Task brief → Switch "dense green tree" to "leafy tree" in the part of the records that opens with the first line and closes with the line containing "MULTIPOLYGON (((5 70, 8". Reproduce that part with every other character unchanged.

Data shown →
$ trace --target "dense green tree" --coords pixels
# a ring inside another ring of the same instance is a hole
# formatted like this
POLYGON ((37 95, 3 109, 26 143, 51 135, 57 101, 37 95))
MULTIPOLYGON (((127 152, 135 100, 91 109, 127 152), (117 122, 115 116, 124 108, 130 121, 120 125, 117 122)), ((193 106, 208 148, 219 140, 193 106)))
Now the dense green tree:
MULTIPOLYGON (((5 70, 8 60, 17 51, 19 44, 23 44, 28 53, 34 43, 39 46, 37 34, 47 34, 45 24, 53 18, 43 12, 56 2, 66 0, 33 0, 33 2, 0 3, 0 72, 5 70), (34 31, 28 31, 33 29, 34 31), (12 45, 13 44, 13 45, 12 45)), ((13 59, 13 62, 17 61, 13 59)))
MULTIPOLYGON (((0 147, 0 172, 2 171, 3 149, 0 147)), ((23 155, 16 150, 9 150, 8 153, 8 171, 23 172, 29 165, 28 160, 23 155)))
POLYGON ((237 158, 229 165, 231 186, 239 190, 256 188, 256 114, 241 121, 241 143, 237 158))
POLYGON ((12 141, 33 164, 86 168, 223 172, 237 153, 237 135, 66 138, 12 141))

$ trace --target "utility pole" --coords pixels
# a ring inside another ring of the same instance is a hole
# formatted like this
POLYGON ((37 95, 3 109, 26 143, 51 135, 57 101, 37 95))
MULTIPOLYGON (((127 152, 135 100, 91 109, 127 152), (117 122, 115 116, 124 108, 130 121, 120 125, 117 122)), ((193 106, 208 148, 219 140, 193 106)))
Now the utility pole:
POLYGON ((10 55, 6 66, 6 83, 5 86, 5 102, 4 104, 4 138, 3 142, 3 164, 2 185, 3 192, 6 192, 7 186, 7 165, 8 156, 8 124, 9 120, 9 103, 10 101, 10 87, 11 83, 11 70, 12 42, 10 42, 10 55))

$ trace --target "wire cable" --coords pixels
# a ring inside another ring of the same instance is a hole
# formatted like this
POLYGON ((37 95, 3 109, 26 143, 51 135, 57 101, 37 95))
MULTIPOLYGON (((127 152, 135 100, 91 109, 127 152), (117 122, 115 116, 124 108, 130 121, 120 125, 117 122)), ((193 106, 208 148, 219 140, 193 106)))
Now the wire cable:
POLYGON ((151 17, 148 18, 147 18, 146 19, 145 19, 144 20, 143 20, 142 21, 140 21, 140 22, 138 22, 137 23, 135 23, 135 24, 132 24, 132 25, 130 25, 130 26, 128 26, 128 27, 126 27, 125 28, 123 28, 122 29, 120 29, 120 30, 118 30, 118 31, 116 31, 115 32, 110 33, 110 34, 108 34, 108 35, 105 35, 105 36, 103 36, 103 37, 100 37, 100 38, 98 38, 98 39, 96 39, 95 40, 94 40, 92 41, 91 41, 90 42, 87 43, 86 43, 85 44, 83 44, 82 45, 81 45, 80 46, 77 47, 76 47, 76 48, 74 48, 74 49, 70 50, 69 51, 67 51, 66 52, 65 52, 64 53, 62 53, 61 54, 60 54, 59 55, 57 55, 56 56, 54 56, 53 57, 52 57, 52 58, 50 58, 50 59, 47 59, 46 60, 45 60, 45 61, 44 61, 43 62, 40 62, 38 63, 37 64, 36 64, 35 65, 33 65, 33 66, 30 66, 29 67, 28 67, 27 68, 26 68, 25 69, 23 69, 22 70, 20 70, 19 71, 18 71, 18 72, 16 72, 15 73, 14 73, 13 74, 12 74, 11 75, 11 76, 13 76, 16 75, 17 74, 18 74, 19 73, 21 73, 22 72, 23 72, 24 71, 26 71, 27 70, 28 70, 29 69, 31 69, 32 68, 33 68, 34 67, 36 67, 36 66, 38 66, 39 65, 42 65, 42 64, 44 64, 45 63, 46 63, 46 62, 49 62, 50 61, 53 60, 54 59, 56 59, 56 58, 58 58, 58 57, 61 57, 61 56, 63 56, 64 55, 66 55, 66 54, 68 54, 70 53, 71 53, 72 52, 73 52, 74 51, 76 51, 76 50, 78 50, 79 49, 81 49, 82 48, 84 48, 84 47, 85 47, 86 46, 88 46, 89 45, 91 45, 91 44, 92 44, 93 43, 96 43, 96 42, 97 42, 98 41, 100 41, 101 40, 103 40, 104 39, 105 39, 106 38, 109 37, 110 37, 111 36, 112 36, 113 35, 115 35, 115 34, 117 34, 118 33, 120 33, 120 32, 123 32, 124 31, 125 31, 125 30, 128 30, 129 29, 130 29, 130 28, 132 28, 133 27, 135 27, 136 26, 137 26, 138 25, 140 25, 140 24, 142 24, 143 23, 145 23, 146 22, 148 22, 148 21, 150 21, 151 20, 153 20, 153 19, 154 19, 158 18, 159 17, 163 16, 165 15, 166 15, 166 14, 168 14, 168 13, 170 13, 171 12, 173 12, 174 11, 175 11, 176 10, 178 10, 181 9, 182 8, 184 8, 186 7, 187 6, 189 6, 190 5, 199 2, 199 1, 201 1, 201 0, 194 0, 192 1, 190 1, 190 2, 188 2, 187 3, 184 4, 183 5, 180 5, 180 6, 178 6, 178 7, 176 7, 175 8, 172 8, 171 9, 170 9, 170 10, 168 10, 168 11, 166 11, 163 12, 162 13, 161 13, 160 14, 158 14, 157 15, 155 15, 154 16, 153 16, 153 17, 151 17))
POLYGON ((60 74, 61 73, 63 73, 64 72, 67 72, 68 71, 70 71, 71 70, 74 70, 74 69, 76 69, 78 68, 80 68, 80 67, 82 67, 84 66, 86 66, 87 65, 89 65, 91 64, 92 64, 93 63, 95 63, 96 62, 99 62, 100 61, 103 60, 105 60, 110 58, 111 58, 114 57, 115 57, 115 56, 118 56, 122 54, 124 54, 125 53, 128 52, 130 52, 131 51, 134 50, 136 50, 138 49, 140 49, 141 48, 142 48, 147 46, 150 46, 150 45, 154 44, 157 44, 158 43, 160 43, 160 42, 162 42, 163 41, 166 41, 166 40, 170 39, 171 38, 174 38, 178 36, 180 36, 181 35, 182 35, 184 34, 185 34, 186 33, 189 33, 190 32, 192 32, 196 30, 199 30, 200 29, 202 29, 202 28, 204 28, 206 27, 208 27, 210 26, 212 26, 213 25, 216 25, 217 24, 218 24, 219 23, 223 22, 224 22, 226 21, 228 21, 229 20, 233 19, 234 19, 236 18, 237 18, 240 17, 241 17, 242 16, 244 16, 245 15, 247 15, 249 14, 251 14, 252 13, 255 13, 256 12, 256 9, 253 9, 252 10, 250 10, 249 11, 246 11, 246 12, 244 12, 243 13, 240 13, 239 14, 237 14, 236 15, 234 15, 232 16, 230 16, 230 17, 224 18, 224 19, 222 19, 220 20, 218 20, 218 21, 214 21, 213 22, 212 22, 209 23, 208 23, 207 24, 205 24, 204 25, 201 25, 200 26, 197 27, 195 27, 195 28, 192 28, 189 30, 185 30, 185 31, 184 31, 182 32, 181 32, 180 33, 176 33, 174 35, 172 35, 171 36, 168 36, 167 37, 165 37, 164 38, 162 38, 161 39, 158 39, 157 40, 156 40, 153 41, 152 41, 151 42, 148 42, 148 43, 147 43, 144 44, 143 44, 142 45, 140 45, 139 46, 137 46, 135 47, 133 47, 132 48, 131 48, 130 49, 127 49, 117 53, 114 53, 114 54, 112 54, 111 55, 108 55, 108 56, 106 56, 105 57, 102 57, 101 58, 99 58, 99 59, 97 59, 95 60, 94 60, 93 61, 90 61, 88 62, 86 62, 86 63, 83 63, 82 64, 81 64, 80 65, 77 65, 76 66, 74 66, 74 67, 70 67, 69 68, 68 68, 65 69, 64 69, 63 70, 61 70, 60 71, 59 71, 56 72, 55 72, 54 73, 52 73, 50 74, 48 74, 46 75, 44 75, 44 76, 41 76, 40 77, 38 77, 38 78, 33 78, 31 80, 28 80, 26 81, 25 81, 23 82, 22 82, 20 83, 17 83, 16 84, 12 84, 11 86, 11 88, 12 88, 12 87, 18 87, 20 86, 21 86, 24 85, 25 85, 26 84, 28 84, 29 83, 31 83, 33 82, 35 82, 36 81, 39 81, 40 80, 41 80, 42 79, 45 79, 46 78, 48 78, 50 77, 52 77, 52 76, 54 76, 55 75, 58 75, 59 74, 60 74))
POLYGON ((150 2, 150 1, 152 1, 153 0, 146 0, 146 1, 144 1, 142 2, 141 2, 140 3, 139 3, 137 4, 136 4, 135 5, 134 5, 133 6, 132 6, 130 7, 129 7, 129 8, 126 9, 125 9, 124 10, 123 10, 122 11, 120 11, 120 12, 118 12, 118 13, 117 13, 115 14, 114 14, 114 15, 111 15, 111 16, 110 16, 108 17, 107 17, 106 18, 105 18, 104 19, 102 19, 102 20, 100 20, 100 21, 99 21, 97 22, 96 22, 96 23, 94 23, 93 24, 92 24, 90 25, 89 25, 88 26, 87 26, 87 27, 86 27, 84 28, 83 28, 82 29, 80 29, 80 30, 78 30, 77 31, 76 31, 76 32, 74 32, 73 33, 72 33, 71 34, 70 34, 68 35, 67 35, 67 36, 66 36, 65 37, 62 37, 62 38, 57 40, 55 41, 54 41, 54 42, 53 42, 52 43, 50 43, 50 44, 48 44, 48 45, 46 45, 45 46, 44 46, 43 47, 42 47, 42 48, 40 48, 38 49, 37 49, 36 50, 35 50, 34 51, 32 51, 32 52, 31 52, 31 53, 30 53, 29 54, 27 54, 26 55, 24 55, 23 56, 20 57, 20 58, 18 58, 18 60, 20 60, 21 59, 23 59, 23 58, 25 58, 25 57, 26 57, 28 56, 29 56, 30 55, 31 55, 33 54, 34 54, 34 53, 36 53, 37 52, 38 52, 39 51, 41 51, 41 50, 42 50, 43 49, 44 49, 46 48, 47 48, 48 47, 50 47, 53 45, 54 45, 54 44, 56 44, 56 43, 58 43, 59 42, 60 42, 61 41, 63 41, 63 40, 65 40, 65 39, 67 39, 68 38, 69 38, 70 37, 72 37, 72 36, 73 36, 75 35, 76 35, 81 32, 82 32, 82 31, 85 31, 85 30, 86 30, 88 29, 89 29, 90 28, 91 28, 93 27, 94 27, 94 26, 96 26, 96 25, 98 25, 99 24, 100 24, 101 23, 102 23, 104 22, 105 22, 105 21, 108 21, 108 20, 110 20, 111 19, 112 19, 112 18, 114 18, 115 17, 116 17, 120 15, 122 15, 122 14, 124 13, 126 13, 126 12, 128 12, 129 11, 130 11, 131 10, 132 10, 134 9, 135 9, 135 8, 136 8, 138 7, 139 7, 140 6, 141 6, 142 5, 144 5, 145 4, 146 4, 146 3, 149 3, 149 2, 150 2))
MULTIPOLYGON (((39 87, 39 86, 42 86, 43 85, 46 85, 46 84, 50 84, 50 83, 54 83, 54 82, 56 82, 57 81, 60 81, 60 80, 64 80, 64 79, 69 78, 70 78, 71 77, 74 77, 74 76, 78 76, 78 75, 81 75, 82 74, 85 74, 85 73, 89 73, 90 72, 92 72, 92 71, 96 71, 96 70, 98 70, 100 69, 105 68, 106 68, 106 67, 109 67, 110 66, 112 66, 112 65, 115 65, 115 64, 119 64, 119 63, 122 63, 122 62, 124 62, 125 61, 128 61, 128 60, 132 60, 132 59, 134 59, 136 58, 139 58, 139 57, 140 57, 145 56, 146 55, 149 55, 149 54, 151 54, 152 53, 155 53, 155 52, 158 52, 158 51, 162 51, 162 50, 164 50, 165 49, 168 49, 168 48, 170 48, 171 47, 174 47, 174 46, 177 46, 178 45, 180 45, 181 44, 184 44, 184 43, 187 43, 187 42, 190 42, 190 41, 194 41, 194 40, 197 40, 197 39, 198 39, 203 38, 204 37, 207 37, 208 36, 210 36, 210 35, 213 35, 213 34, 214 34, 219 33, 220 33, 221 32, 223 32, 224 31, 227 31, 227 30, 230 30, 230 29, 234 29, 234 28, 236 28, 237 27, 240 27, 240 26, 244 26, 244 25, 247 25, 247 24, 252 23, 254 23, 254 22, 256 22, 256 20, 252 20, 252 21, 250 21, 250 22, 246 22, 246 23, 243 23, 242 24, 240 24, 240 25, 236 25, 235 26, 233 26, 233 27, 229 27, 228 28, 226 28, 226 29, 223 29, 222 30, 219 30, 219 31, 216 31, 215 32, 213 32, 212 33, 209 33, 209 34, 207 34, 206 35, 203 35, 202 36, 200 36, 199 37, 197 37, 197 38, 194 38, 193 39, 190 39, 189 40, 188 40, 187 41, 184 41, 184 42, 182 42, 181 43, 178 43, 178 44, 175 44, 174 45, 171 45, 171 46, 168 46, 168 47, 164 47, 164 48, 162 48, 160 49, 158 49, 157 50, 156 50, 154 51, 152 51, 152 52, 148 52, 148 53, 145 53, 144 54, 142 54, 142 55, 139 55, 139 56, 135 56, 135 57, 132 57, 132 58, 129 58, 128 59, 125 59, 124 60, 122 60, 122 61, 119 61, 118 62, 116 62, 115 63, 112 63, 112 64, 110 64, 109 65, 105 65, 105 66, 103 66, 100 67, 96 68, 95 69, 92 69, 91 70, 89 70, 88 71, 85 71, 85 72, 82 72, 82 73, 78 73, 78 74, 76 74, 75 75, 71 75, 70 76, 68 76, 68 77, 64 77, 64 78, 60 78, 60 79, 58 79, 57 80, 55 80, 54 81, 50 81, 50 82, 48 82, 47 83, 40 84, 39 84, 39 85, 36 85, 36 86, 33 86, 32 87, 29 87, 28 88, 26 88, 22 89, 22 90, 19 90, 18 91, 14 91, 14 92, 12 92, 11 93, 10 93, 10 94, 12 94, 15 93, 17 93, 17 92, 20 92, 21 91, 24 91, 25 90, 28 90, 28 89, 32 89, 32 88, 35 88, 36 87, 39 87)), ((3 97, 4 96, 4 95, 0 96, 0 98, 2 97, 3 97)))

Exercise answer →
$ trace --target "leafy tree" --coords pixels
# a ring inside another ring of the same instance is a hole
# formatted like this
POLYGON ((37 95, 3 109, 26 143, 51 135, 57 101, 37 95))
MULTIPOLYGON (((127 152, 135 100, 91 109, 127 152), (117 122, 115 116, 124 108, 130 121, 120 125, 117 122)), ((193 106, 208 148, 219 140, 193 106)))
Now the leafy tree:
MULTIPOLYGON (((5 70, 8 60, 17 51, 19 44, 23 44, 28 53, 34 43, 39 46, 37 34, 47 34, 45 24, 53 18, 43 12, 56 2, 66 0, 33 0, 33 2, 0 3, 0 72, 5 70), (34 31, 28 31, 33 29, 34 31), (12 45, 13 44, 13 45, 12 45)), ((13 59, 13 62, 17 61, 13 59)))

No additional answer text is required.